What lines in the records below mention "thin"? List them all.

════════

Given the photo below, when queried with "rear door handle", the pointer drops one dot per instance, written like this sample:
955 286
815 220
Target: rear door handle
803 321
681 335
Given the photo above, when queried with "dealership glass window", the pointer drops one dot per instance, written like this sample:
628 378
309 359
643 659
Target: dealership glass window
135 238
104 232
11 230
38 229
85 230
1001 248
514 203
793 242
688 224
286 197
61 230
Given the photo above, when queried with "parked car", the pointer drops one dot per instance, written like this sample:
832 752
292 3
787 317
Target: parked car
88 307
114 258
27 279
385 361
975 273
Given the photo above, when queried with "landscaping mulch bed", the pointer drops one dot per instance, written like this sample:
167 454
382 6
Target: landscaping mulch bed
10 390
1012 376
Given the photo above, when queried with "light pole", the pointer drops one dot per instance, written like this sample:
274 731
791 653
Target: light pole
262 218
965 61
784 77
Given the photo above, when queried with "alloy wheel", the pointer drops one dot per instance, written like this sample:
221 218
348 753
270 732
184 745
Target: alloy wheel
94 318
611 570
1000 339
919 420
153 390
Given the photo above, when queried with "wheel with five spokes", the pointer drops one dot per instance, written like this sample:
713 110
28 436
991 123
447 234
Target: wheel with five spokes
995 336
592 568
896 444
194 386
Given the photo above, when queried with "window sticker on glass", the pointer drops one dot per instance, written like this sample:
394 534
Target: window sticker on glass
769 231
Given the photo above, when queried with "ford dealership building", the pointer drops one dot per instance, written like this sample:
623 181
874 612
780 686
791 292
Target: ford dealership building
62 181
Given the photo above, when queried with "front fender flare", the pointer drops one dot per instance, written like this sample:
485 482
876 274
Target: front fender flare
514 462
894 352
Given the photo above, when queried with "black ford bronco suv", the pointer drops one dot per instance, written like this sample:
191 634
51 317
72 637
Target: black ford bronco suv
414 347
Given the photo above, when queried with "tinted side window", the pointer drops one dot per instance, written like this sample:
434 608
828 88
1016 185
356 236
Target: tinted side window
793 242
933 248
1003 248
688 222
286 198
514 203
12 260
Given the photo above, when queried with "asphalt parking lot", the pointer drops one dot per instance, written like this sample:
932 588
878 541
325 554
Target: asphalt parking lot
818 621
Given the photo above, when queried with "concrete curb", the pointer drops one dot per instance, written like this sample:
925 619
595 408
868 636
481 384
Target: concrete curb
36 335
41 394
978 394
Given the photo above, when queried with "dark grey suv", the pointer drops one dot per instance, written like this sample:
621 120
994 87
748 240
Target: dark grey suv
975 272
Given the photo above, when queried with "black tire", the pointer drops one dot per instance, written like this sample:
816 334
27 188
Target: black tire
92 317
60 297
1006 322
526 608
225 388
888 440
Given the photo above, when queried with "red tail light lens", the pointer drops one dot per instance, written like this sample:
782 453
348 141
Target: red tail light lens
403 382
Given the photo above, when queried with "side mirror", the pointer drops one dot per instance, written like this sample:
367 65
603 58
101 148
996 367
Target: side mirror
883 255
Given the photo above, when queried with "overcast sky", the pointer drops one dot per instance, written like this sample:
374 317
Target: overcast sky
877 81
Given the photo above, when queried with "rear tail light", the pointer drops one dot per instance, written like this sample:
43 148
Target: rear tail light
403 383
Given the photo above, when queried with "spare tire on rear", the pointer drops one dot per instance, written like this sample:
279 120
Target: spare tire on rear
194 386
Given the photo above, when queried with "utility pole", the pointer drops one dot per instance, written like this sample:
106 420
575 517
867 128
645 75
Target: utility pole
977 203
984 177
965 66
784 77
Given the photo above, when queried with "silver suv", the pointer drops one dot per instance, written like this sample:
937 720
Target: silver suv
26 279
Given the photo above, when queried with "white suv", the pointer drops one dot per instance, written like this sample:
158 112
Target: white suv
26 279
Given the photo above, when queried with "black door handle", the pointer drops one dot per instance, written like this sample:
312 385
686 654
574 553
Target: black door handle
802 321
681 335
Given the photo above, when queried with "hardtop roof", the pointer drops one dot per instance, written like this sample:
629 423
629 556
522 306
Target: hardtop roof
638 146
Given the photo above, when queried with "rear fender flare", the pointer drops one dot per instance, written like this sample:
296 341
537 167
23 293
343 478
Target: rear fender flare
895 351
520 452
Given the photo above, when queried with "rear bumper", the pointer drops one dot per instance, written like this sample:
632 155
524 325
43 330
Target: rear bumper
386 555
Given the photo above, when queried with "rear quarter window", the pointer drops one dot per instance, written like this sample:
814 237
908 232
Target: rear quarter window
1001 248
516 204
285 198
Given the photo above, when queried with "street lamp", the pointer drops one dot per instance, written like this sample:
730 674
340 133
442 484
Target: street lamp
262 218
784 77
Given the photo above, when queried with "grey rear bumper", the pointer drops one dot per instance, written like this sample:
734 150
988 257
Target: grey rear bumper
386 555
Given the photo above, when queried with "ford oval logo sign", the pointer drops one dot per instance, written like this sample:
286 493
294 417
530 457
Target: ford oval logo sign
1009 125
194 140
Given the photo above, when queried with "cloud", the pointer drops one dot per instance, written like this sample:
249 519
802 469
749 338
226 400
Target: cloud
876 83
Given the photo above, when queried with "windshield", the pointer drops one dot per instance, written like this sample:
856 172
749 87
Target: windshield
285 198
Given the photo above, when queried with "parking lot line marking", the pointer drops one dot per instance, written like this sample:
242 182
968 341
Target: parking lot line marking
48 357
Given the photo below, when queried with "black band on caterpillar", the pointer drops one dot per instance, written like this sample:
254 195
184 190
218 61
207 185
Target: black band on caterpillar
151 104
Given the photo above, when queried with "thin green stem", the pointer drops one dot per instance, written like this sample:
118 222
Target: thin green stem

════════

Response box -
Given the photo above, when queried with "thin green stem", the pointer drops one dot per instance, written like this sample:
Target: thin green stem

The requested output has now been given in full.